Reproduce the listing with "one element per line" swapped for "each element on its own line" and everything else unchanged, across every block, omitting the pictures.

━━━━━━━━━━━━━━━━

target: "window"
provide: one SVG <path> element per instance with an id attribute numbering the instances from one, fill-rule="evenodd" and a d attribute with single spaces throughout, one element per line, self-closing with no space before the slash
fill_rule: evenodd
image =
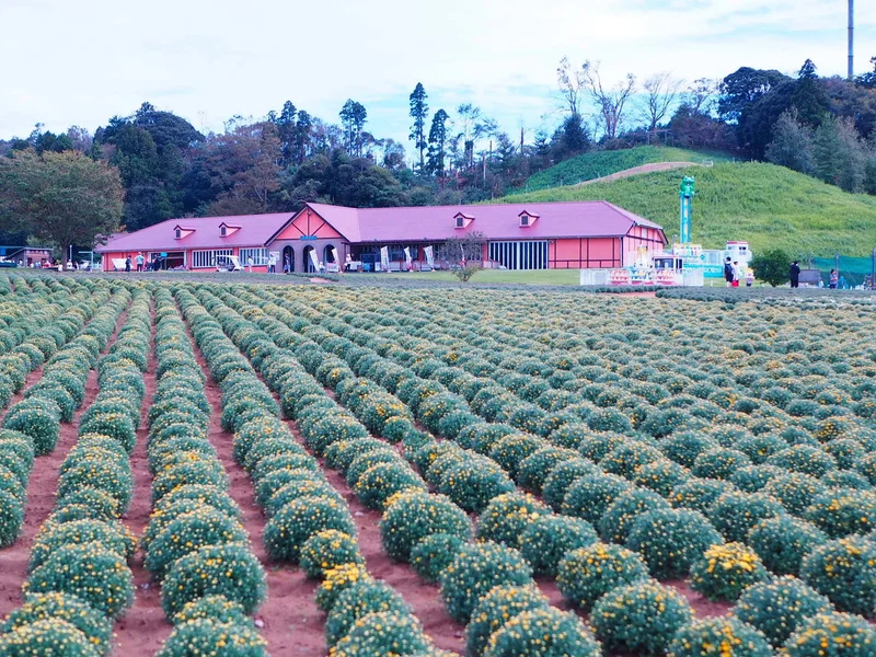
<path id="1" fill-rule="evenodd" d="M 267 265 L 268 253 L 267 249 L 241 249 L 239 252 L 240 264 L 246 266 L 250 264 L 250 258 L 253 258 L 253 265 Z"/>
<path id="2" fill-rule="evenodd" d="M 244 250 L 245 251 L 245 250 Z M 233 249 L 212 249 L 210 251 L 193 251 L 192 268 L 206 269 L 216 266 L 216 257 L 219 255 L 234 255 Z M 244 264 L 245 261 L 241 261 Z"/>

━━━━━━━━━━━━━━━━

### Exercise result
target: "window"
provide: one SVG <path> element per instance with an id attribute numbering the instances from one, fill-rule="evenodd" and a d attribute with single spaces throughout, each element on its own line, self-closing with no space before the slash
fill_rule: evenodd
image =
<path id="1" fill-rule="evenodd" d="M 267 265 L 268 253 L 267 249 L 241 249 L 239 252 L 240 264 L 246 266 L 250 264 L 250 258 L 253 258 L 253 265 Z"/>
<path id="2" fill-rule="evenodd" d="M 244 250 L 245 251 L 245 250 Z M 233 249 L 212 249 L 210 251 L 193 251 L 192 268 L 206 269 L 216 266 L 216 257 L 219 255 L 234 255 Z M 244 264 L 245 261 L 241 261 Z"/>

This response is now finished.